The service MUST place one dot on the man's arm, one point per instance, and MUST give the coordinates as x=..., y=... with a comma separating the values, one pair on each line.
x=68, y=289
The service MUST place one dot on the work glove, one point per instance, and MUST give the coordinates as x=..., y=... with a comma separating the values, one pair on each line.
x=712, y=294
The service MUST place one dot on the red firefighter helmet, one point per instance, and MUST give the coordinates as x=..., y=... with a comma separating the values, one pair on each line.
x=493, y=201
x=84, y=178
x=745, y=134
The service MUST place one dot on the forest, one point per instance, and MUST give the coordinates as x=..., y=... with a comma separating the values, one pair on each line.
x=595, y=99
----
TASK TO COMPLETE: Please reproduce the lines above, substituting "a single dot" for every "one dot" and leaving everything else as it is.

SOLUTION FOR THIS TASK:
The service MUST place a single dot on the man's arm, one point per instance, and MUST give the coordinates as x=..., y=... with a comma separating the values, one pair on each line.
x=68, y=289
The service MUST place a single dot on the work glove, one point per instance, and MUST give the coordinates as x=..., y=... with a comma separating the values, one pair on each line.
x=712, y=294
The service MUST place a single dot on the red firefighter helmet, one point per instance, and MUST give the coordinates as x=..., y=... with a comma separating the values, one pair on each line.
x=493, y=201
x=84, y=178
x=745, y=134
The service MUST place a single dot on the forest, one point per instance, and MUST give the coordinates as x=..., y=... with a comma separating the values, one pair on each line.
x=595, y=99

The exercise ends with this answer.